Retype the material that follows, keeping every word as it is.

★ ★ ★ ★ ★ ★ ★

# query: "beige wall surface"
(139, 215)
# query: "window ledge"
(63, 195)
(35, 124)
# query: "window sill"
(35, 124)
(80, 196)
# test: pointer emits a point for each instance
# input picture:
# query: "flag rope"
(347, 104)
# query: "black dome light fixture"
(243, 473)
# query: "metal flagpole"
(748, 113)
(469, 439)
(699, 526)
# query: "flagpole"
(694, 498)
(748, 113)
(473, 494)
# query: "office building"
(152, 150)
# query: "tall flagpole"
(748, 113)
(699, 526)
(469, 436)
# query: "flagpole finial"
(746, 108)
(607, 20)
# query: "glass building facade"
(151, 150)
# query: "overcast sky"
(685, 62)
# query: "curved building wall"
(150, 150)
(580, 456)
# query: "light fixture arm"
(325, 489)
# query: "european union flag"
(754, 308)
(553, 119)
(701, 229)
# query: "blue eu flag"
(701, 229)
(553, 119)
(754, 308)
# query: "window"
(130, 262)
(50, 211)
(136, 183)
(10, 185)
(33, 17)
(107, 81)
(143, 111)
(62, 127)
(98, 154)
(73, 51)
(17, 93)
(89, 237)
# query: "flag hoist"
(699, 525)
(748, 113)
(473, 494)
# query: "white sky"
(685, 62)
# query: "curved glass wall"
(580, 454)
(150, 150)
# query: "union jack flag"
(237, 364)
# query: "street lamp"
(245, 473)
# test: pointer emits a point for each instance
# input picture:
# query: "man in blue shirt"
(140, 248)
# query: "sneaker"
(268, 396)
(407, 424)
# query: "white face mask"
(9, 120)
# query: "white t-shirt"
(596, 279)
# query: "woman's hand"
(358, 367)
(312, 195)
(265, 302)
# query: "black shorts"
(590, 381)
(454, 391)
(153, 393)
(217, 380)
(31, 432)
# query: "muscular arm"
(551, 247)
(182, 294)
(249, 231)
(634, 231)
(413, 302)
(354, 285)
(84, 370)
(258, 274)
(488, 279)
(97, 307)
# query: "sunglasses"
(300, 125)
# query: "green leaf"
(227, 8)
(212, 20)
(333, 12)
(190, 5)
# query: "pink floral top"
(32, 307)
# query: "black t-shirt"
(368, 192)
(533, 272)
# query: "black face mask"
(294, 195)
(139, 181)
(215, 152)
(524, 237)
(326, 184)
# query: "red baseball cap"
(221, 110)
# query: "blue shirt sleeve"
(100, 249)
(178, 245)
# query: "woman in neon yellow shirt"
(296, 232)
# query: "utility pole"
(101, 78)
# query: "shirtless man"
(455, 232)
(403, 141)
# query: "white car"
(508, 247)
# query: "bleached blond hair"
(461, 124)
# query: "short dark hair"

★ ★ ★ ★ ★ ★ ★

__ANSWER TO THE TASK__.
# query: "beige wall surface"
(139, 215)
# query: "window ledge"
(63, 195)
(35, 124)
# query: "window sill"
(35, 124)
(80, 196)
# test: pointer emits a point for each instance
# input picture:
# query: "flag rope"
(347, 104)
# query: "black dome light fixture"
(243, 473)
# query: "metal flagpole"
(748, 113)
(469, 439)
(699, 526)
# query: "flagpole"
(694, 498)
(748, 113)
(473, 494)
# query: "office building"
(152, 150)
# query: "tall flagpole"
(748, 113)
(699, 526)
(469, 436)
# query: "flagpole finial"
(746, 108)
(607, 20)
# query: "glass building facade"
(151, 150)
# query: "overcast sky"
(685, 62)
# query: "curved building wall"
(150, 150)
(580, 456)
# query: "light fixture arm"
(325, 489)
# query: "european union flag"
(754, 308)
(553, 119)
(701, 229)
# query: "blue eu flag"
(701, 229)
(553, 119)
(754, 308)
# query: "window"
(130, 262)
(50, 211)
(136, 183)
(10, 185)
(33, 17)
(107, 81)
(143, 111)
(62, 127)
(98, 154)
(73, 51)
(17, 93)
(89, 237)
# query: "flag hoist"
(699, 525)
(748, 113)
(473, 494)
# query: "white sky"
(685, 62)
# query: "curved glass wall"
(580, 454)
(150, 150)
# query: "union jack flag"
(237, 364)
# query: "street lamp"
(245, 473)
# test: pointer emits a point for each instance
# input picture:
# query: "man in blue shirt"
(140, 248)
# query: "sneaker"
(268, 396)
(407, 424)
# query: "white face mask"
(9, 120)
# query: "white t-shirt"
(596, 279)
# query: "woman's hand"
(358, 367)
(312, 195)
(265, 302)
# query: "black shorts"
(590, 381)
(454, 391)
(153, 393)
(217, 380)
(31, 432)
# query: "muscular arm"
(551, 247)
(182, 294)
(249, 231)
(634, 231)
(413, 302)
(354, 285)
(84, 370)
(258, 274)
(488, 279)
(97, 307)
# query: "sunglasses"
(300, 125)
# query: "green leaf"
(227, 8)
(212, 20)
(333, 12)
(190, 5)
# query: "pink floral top"
(32, 307)
# query: "black t-shirt"
(368, 192)
(533, 272)
# query: "black face mask"
(294, 195)
(139, 181)
(215, 152)
(524, 237)
(326, 184)
# query: "red baseball cap"
(221, 110)
# query: "blue shirt sleeve"
(100, 249)
(178, 245)
# query: "woman in neon yellow shirt"
(296, 232)
# query: "utility pole"
(101, 78)
# query: "shirtless man"
(455, 232)
(403, 141)
# query: "white car"
(508, 247)
# query: "bleached blond hair"
(461, 124)
# query: "short dark hair"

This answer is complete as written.